WHAT TO DO → All of the data below should be output exactly as given.

------------------------------------

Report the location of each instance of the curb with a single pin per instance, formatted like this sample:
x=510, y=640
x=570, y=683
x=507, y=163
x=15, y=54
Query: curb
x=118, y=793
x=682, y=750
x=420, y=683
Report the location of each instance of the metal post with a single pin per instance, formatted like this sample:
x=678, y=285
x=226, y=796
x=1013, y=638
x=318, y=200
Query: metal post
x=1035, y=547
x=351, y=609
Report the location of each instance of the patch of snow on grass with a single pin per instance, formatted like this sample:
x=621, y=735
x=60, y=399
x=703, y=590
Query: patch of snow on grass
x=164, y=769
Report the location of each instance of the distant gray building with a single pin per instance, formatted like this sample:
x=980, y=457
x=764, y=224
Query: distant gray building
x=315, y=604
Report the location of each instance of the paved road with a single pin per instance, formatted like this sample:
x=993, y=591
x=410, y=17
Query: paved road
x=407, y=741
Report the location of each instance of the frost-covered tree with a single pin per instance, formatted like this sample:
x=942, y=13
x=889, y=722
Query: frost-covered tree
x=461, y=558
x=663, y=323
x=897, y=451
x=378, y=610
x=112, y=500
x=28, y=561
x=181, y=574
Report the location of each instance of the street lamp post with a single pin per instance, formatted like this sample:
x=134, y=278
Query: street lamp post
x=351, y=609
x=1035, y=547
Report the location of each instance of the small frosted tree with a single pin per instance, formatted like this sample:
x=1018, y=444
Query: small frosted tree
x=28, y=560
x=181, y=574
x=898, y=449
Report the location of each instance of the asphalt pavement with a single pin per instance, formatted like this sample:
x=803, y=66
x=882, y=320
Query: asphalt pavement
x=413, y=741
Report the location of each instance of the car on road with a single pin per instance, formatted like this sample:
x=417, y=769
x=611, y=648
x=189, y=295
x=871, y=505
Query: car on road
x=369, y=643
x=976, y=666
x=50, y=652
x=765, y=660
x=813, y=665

------------------------------------

ANSWER →
Report the location of each instance of the curb with a single pin per instance, formatted like this sample:
x=510, y=640
x=570, y=683
x=507, y=163
x=15, y=54
Query: curb
x=118, y=793
x=682, y=750
x=420, y=683
Report the location of each instance of the metal post with a single pin per instance, formatted like this sample:
x=678, y=285
x=226, y=796
x=1013, y=638
x=318, y=200
Query: metal post
x=1035, y=547
x=351, y=609
Report the location of each instance of the patch of snow on grass with a single pin per instance, formatted like this sample:
x=621, y=735
x=60, y=399
x=703, y=590
Query: patch of snow on grass
x=164, y=769
Report the location of each instance of the distant gray building with a single pin per instance, formatted like this sample:
x=980, y=457
x=764, y=224
Query: distant gray building
x=315, y=604
Report the location of each instance of the paved road with a single pin per instance, formatted like this sample:
x=993, y=591
x=410, y=17
Query: paved road
x=407, y=741
Report the location of each instance of the frost-covered tree with a single pin per instance, formatted like this sample:
x=942, y=13
x=889, y=722
Query: frost-covered tree
x=461, y=558
x=663, y=323
x=897, y=451
x=378, y=610
x=112, y=500
x=28, y=561
x=181, y=574
Report the location of each instance of the street lamp post with a single pin per instance, formatted like this sample:
x=134, y=278
Query: street lamp post
x=351, y=609
x=1035, y=547
Report the location of each instance of the small frosted tree with a single pin per instance, formatted like this sample:
x=1018, y=444
Query: small frosted tree
x=28, y=560
x=181, y=574
x=898, y=449
Report the location of each instance of the asphalt pavement with a single pin per instance, formatted like this sample:
x=803, y=66
x=882, y=320
Query: asphalt pavement
x=413, y=741
Report the location of each instance of the car on road with a single pin per instance, formatted like this sample:
x=417, y=769
x=611, y=648
x=189, y=295
x=871, y=505
Query: car on road
x=369, y=643
x=976, y=666
x=50, y=652
x=765, y=660
x=813, y=665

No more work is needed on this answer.